> [Textblock]:
▬▬▬▬▬▬
„Wir müssen alle enger zusammenrücken“

Weltweit ist der Trend zur Urbanisierung ungebrochen. Mitte des Jahrhunderts werden doppelt so viele Menschen in Städten leben wie heute. Die Entwicklung hin zu nachhaltigen Wohnorten wird durch Zielkonflikte erschwert. Da sind sich Experten auf der 15. Jahreskonferenz des Rates Nachhaltige Entwicklung einig.

Parkhäuser aus den 1970er Jahren sind in der Regel keine städtebaulichen Vorzeigeobjekte. Doch es gibt Ausnahmen. Das “Alte Parkhaus“ in der Innenstadt Münsters ist eine. Denn aus dem Gebäude für Pkws wurde 2010 ein eleganter Wohn- und Geschäftsbau mit integrierter Fahrradstation. „Wir haben dafür sogar den Deutschen Betonpreis bekommen”, erinnert sich Münsters Oberbürgermeister (OB) Markus Lewe.

Es ist der Stadt auf diese Weise gelungen, aus einem alten Gebäudebestand die wachsende Nachfrage nach Raum in guter Lage besser zu befriedigen. Doch ist auch das nur ein Tropfen auf den heißen Stein.

Wie viele andere Städte muss Münster zusätzlichen Wohnraum schaffen, weil neue Einwohner hinzuziehen. Bis zu 40.000 Neubürger muss Lewe in den nächsten beiden Jahrzehnten unterbringen. Derzeit zählt Münster rund 300.000 Einwohner. Die Teilnehmer am Jahrestagungsforum „Wohnen, wo alle wohnen wollen – Reurbanisierung und Nachhaltigkeit“ kennen Lewes Probleme gut. Die Experten sind sich in der wichtigsten Frage einig: Eine Allzweckstrategie zur Bewältigung dieser Herausforderung gibt es nicht.

Städte berichten von massiven Problemen

Der Austausch unter den Kommunen zu langfristigen Strategien gewinnt daher an Bedeutung. Seit fünf Jahren treffen sich zum Beispiel die Oberbürgermeister von 30 deutschen Städten auf Initiative des Rates für Nachhaltige Entwicklung (RNE) zum Dialog „Nachhaltige Stadt“.

Im Auftrag des RNE erstellt Busso Grabow, Mitglied der Geschäftsleitung beim Deutschen Institut für Urbanistik, derzeit mit ihnen eine Studie, die Ideen und Konzepte für die Stadt im 21. Jahrhundert unter den Aspekten Wohnen, Mobilität und kommunale Finanzen herausarbeitet. „Wir haben massive Probleme in den Städten“, berichtet Grabow erste Ergebnisse. Es gebe gespaltene Wohnungsmärkte, auch innerhalb der Städte, Reurbanisierungstendenzen, aber auch Schrumpfungsprozesse und Schwierigkeiten mit der Unterbringung von Flüchtlingen.
▬▬▬▬▬▬
> [Aufgabe a]:
Nenne alle Aspekte, unter denen die im Artikel über Urbanisierung erwähnte Studie Ideen und Konzepte für die Stadt im 21. Jahrhundert herausarbeitet.
Der Artikel und die Einträge stehen in keinem Zusammenhang miteinander.

> [Gespeicherte Daten]:
▬▬▬▬▬▬
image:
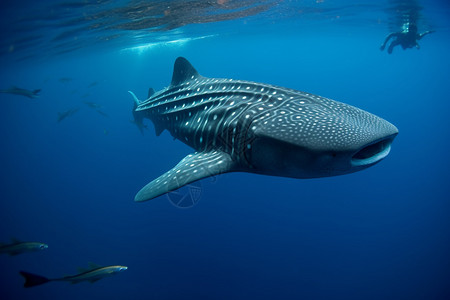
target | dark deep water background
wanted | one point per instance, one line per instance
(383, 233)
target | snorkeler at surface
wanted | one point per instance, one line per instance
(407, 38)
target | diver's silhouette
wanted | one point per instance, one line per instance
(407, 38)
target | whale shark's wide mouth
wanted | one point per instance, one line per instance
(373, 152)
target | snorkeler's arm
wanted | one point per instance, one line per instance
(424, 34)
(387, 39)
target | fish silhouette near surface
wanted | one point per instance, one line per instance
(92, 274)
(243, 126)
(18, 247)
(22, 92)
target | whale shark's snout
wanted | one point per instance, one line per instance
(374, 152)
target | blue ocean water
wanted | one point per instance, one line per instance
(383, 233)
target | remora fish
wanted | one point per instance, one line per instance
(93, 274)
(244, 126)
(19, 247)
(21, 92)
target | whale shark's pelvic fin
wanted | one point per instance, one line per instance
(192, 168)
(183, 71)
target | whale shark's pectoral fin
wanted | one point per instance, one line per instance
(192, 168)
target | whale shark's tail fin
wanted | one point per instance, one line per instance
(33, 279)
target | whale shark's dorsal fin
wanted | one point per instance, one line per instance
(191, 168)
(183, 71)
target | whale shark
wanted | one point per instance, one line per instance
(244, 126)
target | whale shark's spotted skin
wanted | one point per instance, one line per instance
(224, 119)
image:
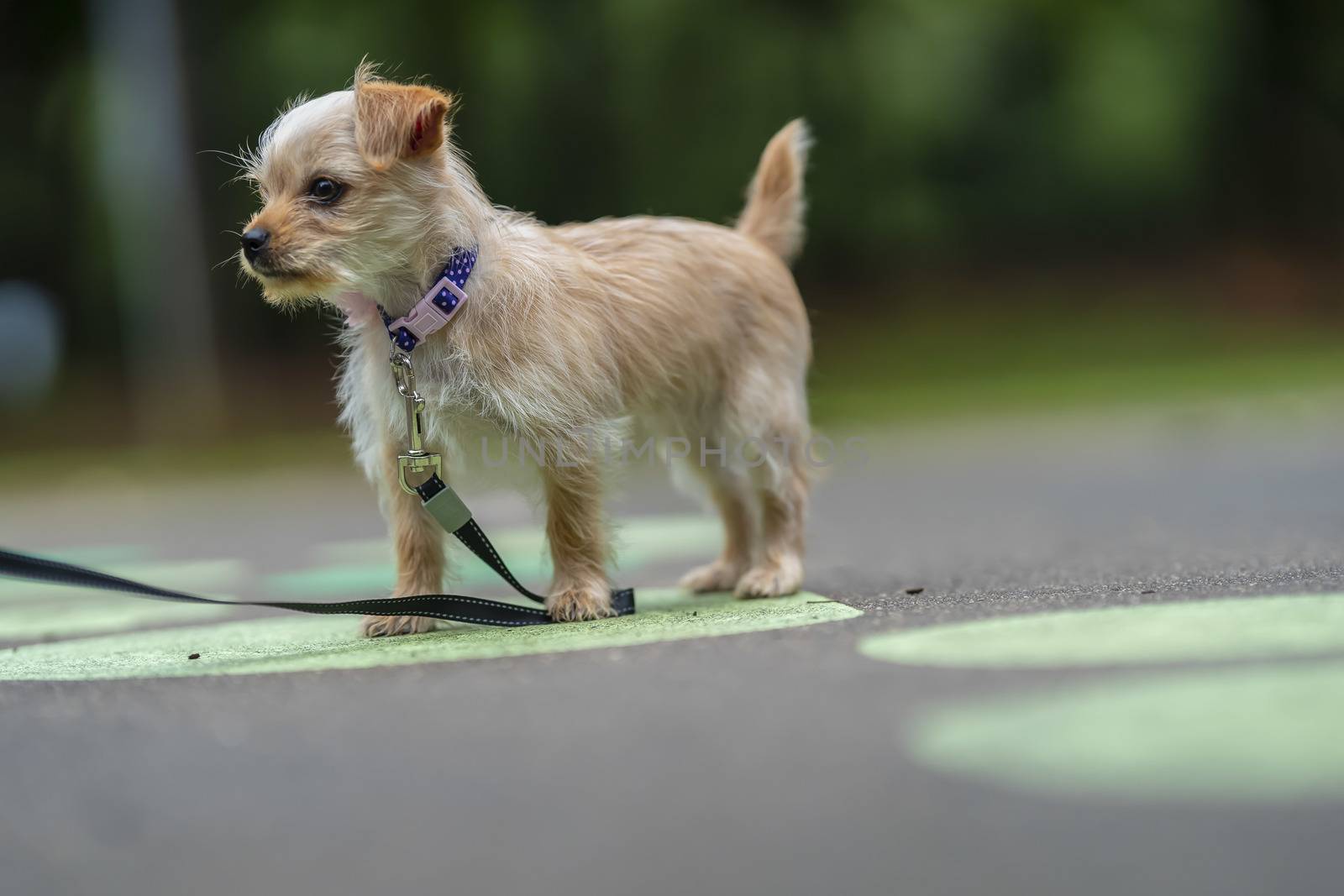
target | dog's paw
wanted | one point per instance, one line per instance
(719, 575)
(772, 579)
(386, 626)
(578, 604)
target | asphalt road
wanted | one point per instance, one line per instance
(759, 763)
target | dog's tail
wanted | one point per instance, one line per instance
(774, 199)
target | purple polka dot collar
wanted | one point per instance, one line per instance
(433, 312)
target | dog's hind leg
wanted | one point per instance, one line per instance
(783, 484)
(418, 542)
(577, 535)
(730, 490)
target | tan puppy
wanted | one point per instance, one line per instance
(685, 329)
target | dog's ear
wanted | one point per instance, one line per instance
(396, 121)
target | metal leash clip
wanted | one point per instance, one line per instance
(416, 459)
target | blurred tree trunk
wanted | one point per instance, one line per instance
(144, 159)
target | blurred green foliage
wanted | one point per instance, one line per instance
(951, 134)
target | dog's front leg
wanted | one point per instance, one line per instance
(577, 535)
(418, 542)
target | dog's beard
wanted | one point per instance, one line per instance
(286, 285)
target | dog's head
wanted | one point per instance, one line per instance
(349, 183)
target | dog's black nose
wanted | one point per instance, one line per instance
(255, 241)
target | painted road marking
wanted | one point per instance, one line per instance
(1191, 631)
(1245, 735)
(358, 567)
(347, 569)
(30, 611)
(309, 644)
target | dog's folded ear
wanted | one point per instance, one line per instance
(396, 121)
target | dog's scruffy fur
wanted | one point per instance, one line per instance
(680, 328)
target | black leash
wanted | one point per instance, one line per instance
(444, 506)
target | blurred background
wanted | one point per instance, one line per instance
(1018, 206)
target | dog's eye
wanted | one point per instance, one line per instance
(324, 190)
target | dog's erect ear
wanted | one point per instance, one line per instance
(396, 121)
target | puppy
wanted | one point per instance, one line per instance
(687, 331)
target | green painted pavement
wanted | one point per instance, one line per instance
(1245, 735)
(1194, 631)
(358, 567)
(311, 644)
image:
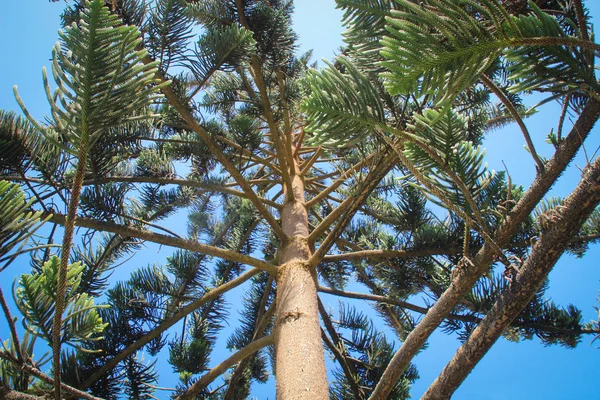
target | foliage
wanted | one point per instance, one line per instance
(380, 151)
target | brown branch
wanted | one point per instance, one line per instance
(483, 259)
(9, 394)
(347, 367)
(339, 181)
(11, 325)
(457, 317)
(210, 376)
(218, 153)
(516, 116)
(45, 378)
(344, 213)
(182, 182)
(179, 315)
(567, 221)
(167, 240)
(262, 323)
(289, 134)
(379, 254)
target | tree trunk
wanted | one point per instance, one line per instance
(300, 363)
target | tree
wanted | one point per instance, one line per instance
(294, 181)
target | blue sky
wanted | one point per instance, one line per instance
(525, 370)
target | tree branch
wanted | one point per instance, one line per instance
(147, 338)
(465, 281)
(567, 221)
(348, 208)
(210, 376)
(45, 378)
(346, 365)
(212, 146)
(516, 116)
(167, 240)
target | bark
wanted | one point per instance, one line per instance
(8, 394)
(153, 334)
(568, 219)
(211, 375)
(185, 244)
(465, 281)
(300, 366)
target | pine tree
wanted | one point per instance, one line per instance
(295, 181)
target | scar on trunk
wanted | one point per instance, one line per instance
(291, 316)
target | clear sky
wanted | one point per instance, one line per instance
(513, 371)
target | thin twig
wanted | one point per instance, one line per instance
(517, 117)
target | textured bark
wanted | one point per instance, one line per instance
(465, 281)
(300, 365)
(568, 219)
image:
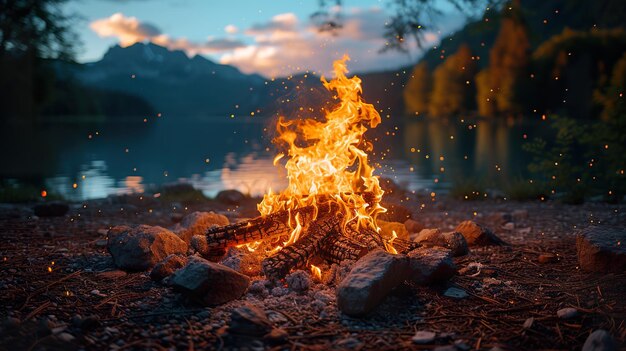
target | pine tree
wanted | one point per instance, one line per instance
▬▬▬▬▬▬
> [Aufgabe b]:
Suche aus den Einträgen jede Zeile heraus, in der das Wort "tail" vorkommt, und gib diese Zeilen wieder.

> [Ergebnis a]:
Wohnen, Mobilität, kommunale Finanzen

> [Ergebnis b]:
target | whale shark's tail fin
target | dog's tail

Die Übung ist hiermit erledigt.